▶ **GIVEN EXERCISE**:
Turn everything from the line containing "Keypoint placement rule: for each instance of the triangular" down to the end of the listing below into a numbered list, leaving out any blank lines.

▶ **DATASET CONTENT**:
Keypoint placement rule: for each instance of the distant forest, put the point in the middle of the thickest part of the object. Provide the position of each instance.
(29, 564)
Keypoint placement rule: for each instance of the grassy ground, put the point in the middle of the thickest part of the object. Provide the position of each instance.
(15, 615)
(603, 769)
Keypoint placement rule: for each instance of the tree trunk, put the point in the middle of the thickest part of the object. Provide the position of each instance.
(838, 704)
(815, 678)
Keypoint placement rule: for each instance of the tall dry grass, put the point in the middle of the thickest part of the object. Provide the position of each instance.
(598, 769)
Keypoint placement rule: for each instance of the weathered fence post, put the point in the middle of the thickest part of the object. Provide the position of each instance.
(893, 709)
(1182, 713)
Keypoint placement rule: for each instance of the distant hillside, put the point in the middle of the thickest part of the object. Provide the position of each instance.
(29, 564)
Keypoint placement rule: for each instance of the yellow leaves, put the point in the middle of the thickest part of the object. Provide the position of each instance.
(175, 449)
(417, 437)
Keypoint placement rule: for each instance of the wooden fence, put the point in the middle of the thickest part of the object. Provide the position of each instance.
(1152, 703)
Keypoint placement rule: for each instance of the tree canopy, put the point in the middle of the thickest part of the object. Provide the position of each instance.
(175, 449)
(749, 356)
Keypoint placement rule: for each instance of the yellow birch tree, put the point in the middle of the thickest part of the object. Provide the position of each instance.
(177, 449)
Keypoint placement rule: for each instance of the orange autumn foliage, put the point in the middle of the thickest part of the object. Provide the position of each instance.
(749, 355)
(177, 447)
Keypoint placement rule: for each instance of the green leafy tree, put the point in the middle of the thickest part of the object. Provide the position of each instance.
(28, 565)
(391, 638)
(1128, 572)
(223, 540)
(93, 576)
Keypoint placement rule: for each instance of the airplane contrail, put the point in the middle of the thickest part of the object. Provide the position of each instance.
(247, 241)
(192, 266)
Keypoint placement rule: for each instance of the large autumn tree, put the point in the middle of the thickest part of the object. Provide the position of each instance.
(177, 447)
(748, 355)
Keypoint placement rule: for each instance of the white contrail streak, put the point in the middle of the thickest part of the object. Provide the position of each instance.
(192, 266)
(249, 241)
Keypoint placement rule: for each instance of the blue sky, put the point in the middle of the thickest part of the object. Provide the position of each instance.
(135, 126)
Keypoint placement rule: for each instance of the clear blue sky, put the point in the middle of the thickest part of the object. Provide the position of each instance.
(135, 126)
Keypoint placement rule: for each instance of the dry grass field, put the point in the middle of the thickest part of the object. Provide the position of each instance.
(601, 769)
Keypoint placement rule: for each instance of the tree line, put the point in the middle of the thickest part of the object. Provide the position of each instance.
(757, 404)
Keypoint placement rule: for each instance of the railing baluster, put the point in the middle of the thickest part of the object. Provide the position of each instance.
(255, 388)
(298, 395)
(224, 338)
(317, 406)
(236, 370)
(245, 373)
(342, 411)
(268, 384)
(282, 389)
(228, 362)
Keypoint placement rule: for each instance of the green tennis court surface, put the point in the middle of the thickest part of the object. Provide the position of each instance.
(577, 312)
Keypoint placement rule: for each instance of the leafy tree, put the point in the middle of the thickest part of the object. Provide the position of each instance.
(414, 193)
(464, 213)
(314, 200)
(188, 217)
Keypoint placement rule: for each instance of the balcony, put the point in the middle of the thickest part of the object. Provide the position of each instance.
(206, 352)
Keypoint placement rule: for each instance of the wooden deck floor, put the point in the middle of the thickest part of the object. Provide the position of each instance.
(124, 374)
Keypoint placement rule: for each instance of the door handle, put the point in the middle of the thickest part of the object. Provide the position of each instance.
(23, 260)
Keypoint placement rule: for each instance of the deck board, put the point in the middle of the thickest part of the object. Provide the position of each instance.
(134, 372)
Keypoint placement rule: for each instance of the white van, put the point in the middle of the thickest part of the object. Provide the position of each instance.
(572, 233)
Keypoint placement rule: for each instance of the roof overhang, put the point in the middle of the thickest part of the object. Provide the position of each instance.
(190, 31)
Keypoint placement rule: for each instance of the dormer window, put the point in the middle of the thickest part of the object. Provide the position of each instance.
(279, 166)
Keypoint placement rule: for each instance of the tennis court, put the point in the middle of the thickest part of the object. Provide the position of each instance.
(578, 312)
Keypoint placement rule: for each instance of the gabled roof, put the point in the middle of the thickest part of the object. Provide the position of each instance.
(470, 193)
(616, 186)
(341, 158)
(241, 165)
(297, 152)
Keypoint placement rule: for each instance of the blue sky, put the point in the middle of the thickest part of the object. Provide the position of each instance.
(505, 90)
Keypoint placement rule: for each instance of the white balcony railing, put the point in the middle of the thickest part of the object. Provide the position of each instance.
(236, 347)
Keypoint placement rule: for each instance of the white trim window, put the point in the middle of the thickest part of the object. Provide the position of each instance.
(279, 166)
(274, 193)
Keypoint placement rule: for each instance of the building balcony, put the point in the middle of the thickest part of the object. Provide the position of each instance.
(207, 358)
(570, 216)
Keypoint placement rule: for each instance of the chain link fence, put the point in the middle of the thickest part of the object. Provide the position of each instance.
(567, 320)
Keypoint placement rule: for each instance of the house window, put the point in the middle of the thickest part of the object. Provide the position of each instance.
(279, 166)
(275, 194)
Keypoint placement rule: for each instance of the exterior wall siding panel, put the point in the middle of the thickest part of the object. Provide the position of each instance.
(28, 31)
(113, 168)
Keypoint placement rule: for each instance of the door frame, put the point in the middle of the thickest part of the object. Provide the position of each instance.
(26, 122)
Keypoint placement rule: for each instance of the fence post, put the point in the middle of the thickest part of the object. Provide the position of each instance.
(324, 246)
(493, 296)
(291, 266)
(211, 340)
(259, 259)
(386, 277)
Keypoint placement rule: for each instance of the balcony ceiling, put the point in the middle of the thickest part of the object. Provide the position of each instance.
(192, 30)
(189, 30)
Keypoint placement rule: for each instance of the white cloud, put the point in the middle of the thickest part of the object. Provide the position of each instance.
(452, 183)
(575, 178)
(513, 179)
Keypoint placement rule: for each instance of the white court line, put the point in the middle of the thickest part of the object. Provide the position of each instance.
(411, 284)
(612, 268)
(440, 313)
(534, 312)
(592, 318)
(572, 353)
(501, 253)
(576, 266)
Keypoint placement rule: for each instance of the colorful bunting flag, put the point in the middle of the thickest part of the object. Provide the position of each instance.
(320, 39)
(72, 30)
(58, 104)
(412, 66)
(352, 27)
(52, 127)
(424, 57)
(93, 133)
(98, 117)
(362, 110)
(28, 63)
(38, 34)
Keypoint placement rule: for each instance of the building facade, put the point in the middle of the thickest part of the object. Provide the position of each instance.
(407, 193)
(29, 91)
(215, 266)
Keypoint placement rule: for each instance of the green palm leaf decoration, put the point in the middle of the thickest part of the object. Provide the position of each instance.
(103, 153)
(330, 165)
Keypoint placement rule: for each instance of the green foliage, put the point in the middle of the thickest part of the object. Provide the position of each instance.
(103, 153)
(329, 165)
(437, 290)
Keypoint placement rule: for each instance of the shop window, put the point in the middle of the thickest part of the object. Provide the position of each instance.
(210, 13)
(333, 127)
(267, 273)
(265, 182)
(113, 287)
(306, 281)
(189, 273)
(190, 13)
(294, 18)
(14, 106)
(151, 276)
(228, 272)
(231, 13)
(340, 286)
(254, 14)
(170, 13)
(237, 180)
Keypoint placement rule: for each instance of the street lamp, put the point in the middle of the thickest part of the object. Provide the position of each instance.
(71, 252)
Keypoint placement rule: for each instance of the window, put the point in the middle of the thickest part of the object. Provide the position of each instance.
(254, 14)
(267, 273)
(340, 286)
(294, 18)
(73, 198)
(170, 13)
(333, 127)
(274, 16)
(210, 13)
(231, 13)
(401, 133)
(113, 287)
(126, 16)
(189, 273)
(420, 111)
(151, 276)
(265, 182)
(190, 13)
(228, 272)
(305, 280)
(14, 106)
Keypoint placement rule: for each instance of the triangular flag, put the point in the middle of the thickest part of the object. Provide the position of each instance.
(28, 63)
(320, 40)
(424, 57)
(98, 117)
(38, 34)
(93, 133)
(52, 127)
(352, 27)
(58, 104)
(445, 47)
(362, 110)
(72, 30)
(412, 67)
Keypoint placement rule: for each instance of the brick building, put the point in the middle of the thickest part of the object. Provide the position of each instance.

▶ **FINAL ANSWER**:
1. Keypoint placement rule: for each instance of the triangular flag, put the point in the middle of the thickest part of the object. Provide the position of each instance.
2. (28, 63)
3. (320, 40)
4. (424, 57)
5. (98, 117)
6. (38, 34)
7. (93, 133)
8. (52, 127)
9. (352, 27)
10. (58, 104)
11. (445, 47)
12. (362, 110)
13. (72, 30)
14. (412, 67)
15. Keypoint placement rule: for each instance of the brick building, put the point in the middle of the thickest part of the object. Provide the position of each instance.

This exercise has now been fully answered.